Records from a data source:
* * * * * * *

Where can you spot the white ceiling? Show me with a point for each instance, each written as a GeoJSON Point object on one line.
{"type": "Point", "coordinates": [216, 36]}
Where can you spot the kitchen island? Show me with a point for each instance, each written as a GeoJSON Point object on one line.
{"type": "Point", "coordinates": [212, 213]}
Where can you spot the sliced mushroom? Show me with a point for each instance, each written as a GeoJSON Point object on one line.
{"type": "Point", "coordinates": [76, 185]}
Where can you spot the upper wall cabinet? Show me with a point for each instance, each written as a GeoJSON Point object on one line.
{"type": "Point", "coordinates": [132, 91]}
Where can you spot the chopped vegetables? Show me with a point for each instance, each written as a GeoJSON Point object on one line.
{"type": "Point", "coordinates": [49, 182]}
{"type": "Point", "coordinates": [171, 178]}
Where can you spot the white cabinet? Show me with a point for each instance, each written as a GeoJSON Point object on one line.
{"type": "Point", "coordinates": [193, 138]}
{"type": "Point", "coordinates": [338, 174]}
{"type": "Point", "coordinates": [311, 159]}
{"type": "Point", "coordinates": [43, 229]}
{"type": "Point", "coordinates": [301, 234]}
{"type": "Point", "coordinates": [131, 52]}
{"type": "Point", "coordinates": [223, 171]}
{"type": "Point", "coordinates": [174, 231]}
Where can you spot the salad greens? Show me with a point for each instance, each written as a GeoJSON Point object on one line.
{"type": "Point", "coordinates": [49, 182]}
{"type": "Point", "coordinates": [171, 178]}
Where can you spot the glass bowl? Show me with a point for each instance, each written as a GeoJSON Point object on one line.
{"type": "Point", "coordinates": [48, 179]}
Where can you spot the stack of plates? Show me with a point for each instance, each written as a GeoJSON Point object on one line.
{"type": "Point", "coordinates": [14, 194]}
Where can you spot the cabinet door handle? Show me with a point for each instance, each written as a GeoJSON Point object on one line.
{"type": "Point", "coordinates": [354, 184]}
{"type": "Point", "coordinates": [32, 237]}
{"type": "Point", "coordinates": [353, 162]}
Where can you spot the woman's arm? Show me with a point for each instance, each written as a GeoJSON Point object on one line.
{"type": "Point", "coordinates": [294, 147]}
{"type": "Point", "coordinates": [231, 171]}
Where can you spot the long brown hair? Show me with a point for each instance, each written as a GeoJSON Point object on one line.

* * * * * * *

_What is expected_.
Every line above should be output exactly as it stands.

_Output_.
Where can you spot the white ceiling? Show me with a point for each instance, each written as a GeoJSON Point object on one line.
{"type": "Point", "coordinates": [216, 36]}
Where can you spot the kitchen island? Show me with a point for each instance, each written as a GeoJSON Point object on one line.
{"type": "Point", "coordinates": [212, 213]}
Where can you spot the sliced mushroom? Show me with a point for each instance, each written as a GeoJSON Point object on one line.
{"type": "Point", "coordinates": [76, 185]}
Where can you spot the upper wall cabinet? Show me with a point for each instance, each written as a GeoJSON Point object on one line.
{"type": "Point", "coordinates": [132, 91]}
Where can you spot the chopped vegetables? Show me with a point for each instance, each written as a GeoJSON Point object on one line.
{"type": "Point", "coordinates": [49, 182]}
{"type": "Point", "coordinates": [171, 178]}
Where can you spot the white cabinet? Show me with a point for each instance, each written as a GeoJSON Point object on one line.
{"type": "Point", "coordinates": [193, 138]}
{"type": "Point", "coordinates": [338, 174]}
{"type": "Point", "coordinates": [311, 159]}
{"type": "Point", "coordinates": [43, 229]}
{"type": "Point", "coordinates": [301, 234]}
{"type": "Point", "coordinates": [131, 52]}
{"type": "Point", "coordinates": [223, 171]}
{"type": "Point", "coordinates": [174, 231]}
Where can you spot the salad greens? Show me with a point for each instance, each written as a GeoJSON Point object on one line.
{"type": "Point", "coordinates": [49, 182]}
{"type": "Point", "coordinates": [171, 178]}
Where can you spot the glass bowl? Show me with a point for each instance, each written as a GeoJSON Point object on one line.
{"type": "Point", "coordinates": [48, 179]}
Where can you spot the stack of plates? Show me with a point for each instance, each written as a GeoJSON Point object on one line.
{"type": "Point", "coordinates": [14, 194]}
Where can you spot the cabinet door handle? Show me with a point for each instance, each written as a GeoJSON Point object on one line.
{"type": "Point", "coordinates": [354, 184]}
{"type": "Point", "coordinates": [32, 237]}
{"type": "Point", "coordinates": [353, 162]}
Where can you spot the woman's arm? Show me with a point for each instance, each written as a GeoJSON Point object on one line.
{"type": "Point", "coordinates": [294, 147]}
{"type": "Point", "coordinates": [231, 171]}
Where can you spot the long brown hair? Show me with a point for each instance, each written as a GeoJSON Point object on one line.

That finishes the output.